• _Texte fourni_:
- - -

Publié le 4 février 2019

En réaction aux menaces environnementales qui pèsent sur la planète en général et la Polynésie en particulier, de plus en plus d’associations et d’initiatives écocitoyennes voient le jour. Laiza Pautehea fait partie de cette réaction humaine globale et de ces courants écologiques, humanistes et sociétaux. Cette polynésienne hyperactive, convaincue et convaincante se confie à Femmes de Polynésie

Nous rencontrons Laiza un samedi matin alors qu’elle s’apprête à débriefer une réunion avec un groupe d’amis, tous engagés dans des actions éco-citoyennes. D’emblée, on constate que ce petit groupe fourmille de nombreuses idées pour mettre en place des actions liées à l’environnement et à la culture. C’est véritablement une joyeuse foire aux initiatives, menées par une génération fortement attachée à son fenua, qui croit dur comme fer à leurs projets et Laiza en fait partie.

UNE ARTISTE QUI S’INTERROGE

Elle nait en Nouvelle-Zélande d’un père marquisien et d’une mère originaire des îles Cook. On devine très vite son attachement viscéral à sa terre, à sa culture et à ses ancêtres, notions qui reviendront régulièrement dans notre entretien. Laiza est une femme volontaire, une fonceuse. Elle a  mis cette détermination naturelle en pratique lors de ses études d’arts plastiques.

- - -

• _Défi 1_:
Indiquez le nombre de lignes du listing qui contiennent la chaîne « window », en respectant la casse. Répondez uniquement par ce nombre.
• _Défi 2_:
Poursuivez l'article ci-dessus sur Laiza Pautehea à partir de sa dernière phrase.

- - -

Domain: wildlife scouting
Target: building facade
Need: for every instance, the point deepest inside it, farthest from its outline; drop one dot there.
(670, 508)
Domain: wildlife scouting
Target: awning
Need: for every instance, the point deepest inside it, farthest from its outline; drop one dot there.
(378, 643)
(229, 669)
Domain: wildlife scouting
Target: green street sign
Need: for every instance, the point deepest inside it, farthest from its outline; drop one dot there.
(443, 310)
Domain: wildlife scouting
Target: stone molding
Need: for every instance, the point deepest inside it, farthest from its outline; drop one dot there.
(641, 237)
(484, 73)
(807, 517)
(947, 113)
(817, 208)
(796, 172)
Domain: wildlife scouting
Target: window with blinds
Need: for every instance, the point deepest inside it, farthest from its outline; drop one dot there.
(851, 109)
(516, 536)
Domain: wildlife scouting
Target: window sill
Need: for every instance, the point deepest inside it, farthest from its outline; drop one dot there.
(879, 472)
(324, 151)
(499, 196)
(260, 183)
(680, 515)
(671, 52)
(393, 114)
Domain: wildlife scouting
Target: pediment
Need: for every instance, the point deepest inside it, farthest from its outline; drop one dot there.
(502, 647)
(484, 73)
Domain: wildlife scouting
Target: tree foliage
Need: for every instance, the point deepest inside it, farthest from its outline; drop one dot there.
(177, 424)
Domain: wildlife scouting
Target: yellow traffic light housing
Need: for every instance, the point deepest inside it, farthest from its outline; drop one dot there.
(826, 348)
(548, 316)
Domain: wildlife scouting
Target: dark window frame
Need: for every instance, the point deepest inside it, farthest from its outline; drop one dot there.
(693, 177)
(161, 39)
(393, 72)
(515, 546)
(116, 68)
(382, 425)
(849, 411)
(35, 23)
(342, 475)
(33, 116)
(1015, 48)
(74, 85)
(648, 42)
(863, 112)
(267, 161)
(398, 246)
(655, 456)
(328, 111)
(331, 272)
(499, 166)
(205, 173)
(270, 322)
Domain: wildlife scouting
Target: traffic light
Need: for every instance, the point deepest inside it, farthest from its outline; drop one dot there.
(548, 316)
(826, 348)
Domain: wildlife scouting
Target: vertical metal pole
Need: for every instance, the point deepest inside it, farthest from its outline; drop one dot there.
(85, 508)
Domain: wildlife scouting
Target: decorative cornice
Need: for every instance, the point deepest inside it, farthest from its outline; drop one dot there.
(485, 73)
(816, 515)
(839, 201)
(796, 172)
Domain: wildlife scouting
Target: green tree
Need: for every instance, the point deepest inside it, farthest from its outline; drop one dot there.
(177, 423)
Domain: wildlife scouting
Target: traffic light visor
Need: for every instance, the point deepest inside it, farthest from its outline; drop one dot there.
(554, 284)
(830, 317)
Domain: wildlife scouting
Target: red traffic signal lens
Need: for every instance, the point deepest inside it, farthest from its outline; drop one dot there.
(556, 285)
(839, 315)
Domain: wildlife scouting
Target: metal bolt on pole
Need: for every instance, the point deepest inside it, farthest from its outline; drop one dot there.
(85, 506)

- - -

• _Réponse finale 1_:
3

• _Réponse finale 2_:
Celle qui enseigne aujourd’hui cette discipline à Mataiea s’est battue pour son cursus à Aix-en-Provence puis à Paris, car elle est issue d’un quartier social défavorisé. Elle a mis en stand by sa 2ème année de doctorat alors qu’elle préparait une thèse au thème passionnant : « l’identité polynésienne et son rapport à la mondialisation ». Elle se demande si le polynésien d’aujourd’hui va garder son mana, sa culture et l’amour de sa terre. 

« Je me questionne en permanence : un projet comme l’immense ferme aquacole de Hao respecte-t-elle ou trahit-elle l’âme polynésienne ? »

Laiza a grandi à Tahiti et elle observe un fenua qui est en train de se dégrader. Elle ne cesse de se remettre en cause et s’interroge régulièrement sur le système dans lequel la Polynésie a été plongée. D’une manière plus générale et presque philosophique, Laiza a toujours en tête deux questions récurrentes : « qui sommes-nous aujourd’hui ? où allons-nous ? ». Seul l’instant présent, comme l’a écrit Eckhart Tolle, déterminera notre avenir. Ce que nous faisons aujourd’hui aura des conséquences pour demain et les générations futures.

« Notre société actuelle nous pousse vers une sorte de compétition où l’humain doit absolument gagner le plus d’argent possible pour, semblerait-il, être heureux. Or nous constatons que plus on gagne, et plus on pollue à travers de notre consommation »

Laiza se demande aussi si l’être humain ne devient pas un robot ou un mouton… Elle vit avec la nature et ce sont deux faits marquants de ces derniers mois qui agissent comme un déclic : d’abord la création du collectif contre la porcherie de Taravao et la marche de contestation et, conséquence de ce projet, la découverte d’un charnier de vaches sur le plateau de Taravao, ainsi que d’un dépotoir d’épaves de camions et de fûts d’essence dont les infiltrations causaient une pollution des eaux de Mitirapa.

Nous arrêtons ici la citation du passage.